━━━ SOURCE EXCERPT

The Reasoning Tax
Last night I deployed a model and watched it burn 39 seconds on a task that should take 7.
The task: extract entities and facts from a passage of text, output JSON. There’s a correct answer. The schema is fully specified. The model either finds “Bob” as an entity or it doesn’t. No deliberation required. No tradeoffs to weigh. No open-ended judgment calls.
The model didn’t know that. It generated an elaborate chain of thought — long reasoning chains about what might count as an entity, edge cases to consider, verification steps to ensure completeness — and then produced the same JSON output that a faster model would have produced without any of that. Adding --reasoning-budget 0 cut latency from 39 seconds to 6.9 seconds. Same output. No quality loss. The thinking was a tax I was paying for nothing.
Thinking models are powerful. The ability to reason through hard problems step by step — to hold intermediate conclusions, backtrack from dead ends, generate and evaluate hypotheses — produces genuinely better outputs on genuinely hard problems. Ask a thinking model to write a complex proof, or plan a technical architecture with many constraints, or reason about an ethical dilemma with competing considerations, and the extended reasoning pays dividends. The extra time buys something real.
But that’s not all thinking models do. They think about everything. Give them a deterministic task — extract the subject of this sentence, classify this sentiment, format this JSON — and they’ll generate a reasoning chain for that too. Not because it helps. Because thinking is what they do.
The reasoning budget parameter exists precisely because this is expensive. A model burning 30 extra seconds on a task that needs 0 seconds of deliberation has a cost structure that only makes sense if someone forgot to configure it correctly. The parameter is crude — a binary on/off, not a continuous dial — but it reveals something real: deliberation has a cost, and that cost must earn something or it’s overhead.
The deeper point isn’t about configuration. It’s about knowing what kind of task you’re actually working on.
There are tasks where thinking helps. Problems with large answer spaces, where the right path isn’t obvious, where the cost of a wrong answer is high and the value of a better answer is significant. These deserve slow thinking. Give them the budget. Let the model deliberate.

━━━━━━
━━━ DATA EXTRACT

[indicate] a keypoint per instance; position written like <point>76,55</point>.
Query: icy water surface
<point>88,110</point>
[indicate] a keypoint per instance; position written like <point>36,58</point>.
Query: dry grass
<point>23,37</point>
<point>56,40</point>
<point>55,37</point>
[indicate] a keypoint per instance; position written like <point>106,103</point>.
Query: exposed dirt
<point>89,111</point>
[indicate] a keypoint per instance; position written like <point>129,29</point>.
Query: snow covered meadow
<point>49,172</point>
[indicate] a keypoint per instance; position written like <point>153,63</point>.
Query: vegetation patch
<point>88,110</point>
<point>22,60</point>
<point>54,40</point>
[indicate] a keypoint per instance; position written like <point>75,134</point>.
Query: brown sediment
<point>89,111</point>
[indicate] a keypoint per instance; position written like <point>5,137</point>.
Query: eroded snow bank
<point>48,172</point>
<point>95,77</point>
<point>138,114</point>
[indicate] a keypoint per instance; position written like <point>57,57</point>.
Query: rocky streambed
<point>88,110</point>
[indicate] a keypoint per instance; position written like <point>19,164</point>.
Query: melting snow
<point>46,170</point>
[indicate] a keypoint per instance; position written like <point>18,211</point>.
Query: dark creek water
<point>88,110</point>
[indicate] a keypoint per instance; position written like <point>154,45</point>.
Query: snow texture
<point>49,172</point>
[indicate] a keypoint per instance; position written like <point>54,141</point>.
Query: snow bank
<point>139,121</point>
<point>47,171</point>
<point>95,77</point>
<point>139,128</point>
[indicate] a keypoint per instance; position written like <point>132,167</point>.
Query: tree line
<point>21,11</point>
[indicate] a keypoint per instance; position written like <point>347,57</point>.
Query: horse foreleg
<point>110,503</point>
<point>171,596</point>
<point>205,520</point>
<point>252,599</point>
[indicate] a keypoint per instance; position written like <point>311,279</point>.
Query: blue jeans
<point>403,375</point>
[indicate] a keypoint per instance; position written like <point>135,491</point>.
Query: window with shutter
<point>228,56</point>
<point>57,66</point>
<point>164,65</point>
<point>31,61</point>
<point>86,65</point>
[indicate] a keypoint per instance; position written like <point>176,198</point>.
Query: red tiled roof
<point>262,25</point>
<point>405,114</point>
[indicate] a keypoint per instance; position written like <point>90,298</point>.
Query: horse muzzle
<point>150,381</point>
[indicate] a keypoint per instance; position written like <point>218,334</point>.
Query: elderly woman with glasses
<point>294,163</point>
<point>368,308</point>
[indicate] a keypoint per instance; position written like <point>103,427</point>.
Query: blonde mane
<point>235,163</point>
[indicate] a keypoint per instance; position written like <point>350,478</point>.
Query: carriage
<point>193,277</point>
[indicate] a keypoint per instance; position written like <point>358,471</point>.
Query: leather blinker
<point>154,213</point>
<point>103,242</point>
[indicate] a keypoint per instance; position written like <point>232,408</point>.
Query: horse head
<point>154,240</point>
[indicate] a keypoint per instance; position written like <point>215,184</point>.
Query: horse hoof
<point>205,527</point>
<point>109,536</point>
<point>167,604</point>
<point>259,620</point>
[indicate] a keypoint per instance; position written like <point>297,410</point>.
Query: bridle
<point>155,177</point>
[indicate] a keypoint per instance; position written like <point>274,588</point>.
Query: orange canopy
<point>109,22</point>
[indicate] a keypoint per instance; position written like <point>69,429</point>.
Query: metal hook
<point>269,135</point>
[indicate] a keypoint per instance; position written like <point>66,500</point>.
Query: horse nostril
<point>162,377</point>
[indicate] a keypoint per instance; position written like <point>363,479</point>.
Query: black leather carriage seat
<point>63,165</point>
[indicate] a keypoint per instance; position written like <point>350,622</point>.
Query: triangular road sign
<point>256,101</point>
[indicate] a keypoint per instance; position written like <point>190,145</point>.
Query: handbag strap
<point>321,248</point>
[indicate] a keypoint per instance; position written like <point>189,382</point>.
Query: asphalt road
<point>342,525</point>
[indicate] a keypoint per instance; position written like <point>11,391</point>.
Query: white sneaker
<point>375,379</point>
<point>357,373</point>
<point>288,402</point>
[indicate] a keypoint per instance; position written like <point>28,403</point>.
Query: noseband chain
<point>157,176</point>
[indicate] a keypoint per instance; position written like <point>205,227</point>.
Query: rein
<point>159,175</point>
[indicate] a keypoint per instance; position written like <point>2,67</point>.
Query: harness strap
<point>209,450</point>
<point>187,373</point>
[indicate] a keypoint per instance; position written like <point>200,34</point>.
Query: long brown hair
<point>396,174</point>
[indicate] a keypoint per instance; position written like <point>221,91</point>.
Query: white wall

━━━━━━

WHAT IS NEEDED: Copy out the reasoning tax post in full, word for word.

ANSWER IN FULL:
The Reasoning Tax
Last night I deployed a model and watched it burn 39 seconds on a task that should take 7.
The task: extract entities and facts from a passage of text, output JSON. There’s a correct answer. The schema is fully specified. The model either finds “Bob” as an entity or it doesn’t. No deliberation required. No tradeoffs to weigh. No open-ended judgment calls.
The model didn’t know that. It generated an elaborate chain of thought — long reasoning chains about what might count as an entity, edge cases to consider, verification steps to ensure completeness — and then produced the same JSON output that a faster model would have produced without any of that. Adding --reasoning-budget 0 cut latency from 39 seconds to 6.9 seconds. Same output. No quality loss. The thinking was a tax I was paying for nothing.
Thinking models are powerful. The ability to reason through hard problems step by step — to hold intermediate conclusions, backtrack from dead ends, generate and evaluate hypotheses — produces genuinely better outputs on genuinely hard problems. Ask a thinking model to write a complex proof, or plan a technical architecture with many constraints, or reason about an ethical dilemma with competing considerations, and the extended reasoning pays dividends. The extra time buys something real.
But that’s not all thinking models do. They think about everything. Give them a deterministic task — extract the subject of this sentence, classify this sentiment, format this JSON — and they’ll generate a reasoning chain for that too. Not because it helps. Because thinking is what they do.
The reasoning budget parameter exists precisely because this is expensive. A model burning 30 extra seconds on a task that needs 0 seconds of deliberation has a cost structure that only makes sense if someone forgot to configure it correctly. The parameter is crude — a binary on/off, not a continuous dial — but it reveals something real: deliberation has a cost, and that cost must earn something or it’s overhead.
The deeper point isn’t about configuration. It’s about knowing what kind of task you’re actually working on.
There are tasks where thinking helps. Problems with large answer spaces, where the right path isn’t obvious, where the cost of a wrong answer is high and the value of a better answer is significant. These deserve slow thinking. Give them the budget. Let the model deliberate.